Copy all of the rows below, switching every "source frame" to "input frame" and keeping everything else the same.
======== DATASET RECORDS
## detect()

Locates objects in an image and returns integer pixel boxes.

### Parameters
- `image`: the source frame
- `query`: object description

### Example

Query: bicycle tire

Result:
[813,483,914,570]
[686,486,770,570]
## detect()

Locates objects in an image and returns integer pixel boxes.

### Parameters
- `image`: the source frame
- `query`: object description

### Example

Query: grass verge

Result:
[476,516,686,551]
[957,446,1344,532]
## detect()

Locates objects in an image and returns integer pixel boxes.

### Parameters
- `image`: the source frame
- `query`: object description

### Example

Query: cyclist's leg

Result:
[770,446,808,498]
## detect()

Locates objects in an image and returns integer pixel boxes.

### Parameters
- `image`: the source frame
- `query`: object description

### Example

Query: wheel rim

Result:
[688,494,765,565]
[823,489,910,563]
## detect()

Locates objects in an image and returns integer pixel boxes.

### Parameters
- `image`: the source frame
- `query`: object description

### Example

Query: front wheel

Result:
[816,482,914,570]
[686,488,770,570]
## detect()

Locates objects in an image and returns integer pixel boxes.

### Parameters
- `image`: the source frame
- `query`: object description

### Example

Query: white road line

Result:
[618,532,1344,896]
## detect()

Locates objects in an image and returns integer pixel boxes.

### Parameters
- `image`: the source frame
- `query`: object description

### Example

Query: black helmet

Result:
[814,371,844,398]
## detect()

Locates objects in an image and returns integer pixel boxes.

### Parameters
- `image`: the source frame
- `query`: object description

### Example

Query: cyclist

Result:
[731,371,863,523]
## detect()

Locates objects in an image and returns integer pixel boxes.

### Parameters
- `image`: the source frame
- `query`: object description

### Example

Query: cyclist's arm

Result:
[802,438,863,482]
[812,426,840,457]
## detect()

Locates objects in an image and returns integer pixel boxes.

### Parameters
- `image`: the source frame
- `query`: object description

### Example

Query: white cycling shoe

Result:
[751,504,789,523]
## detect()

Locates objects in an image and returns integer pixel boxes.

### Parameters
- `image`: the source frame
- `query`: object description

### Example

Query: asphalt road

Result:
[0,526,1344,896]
================
__RESULT__
## detect()

Locates objects in an image and returns integer pixel boxes.

### Parameters
- `image`: the input frame
- `query`: object description

### Example

Query: bicycle tire

Result:
[813,483,914,570]
[686,486,770,570]
## detect()

Locates objects in an image and returns integer pixel boxes.

### Parameters
- `image`: the input frame
- `query`: object description

### Example

Query: grass verge

Result:
[476,516,686,551]
[957,446,1344,532]
## detect()

Locates objects in an image and returns integer pixel boxes.

### Parameters
- `image`: the input frame
- `query`: object description

### Example

Query: cyclist's leg

Result:
[770,446,808,498]
## detect()

Locates objects in an image and returns integer pixel boxes.

### Parameters
- `image`: the input frame
- `query`: object description

### Example

Query: wheel rim

Result:
[688,494,765,565]
[823,489,910,563]
## detect()

Locates objects in an image and returns integer pixel boxes.

### Parameters
- `image`: the input frame
- `query`: object description

### Example

Query: front wheel

Result:
[816,482,914,570]
[686,488,770,570]
## detect()

Locates objects in an image and returns integer pixel boxes.

### Parameters
- `image`: the input frame
- `query`: object description

### Example

Query: white road line

Result:
[618,532,1344,896]
## detect()

Locates objects in an image and returns integer pixel boxes.

### Parameters
- `image`: the input frame
- `query`: object description

### Example

Query: black helmet

Result:
[814,371,844,398]
## detect()

Locates objects in an image and returns integer pixel boxes.

### Parameters
- `image`: the input frame
- `query`: object description

### Example

Query: cyclist

Result:
[731,371,863,523]
## detect()

Locates objects in an image and returns integer pixel boxes.

### Parameters
- `image`: the input frame
- `query`: object description

### Example

Query: cyclist's arm

Result:
[802,438,863,482]
[812,426,840,457]
## detect()

Locates objects in an image and returns integer pixel boxes.

### Parameters
- `image`: the input frame
- `query`: object description

### Example

Query: white cycling shoe

Result:
[751,504,789,523]
## detect()

Locates objects in an image and returns integer pixel boxes.

### Parameters
- `image`: the input frame
- `query`: object description

### Example

Query: asphalt road

Result:
[0,526,1344,896]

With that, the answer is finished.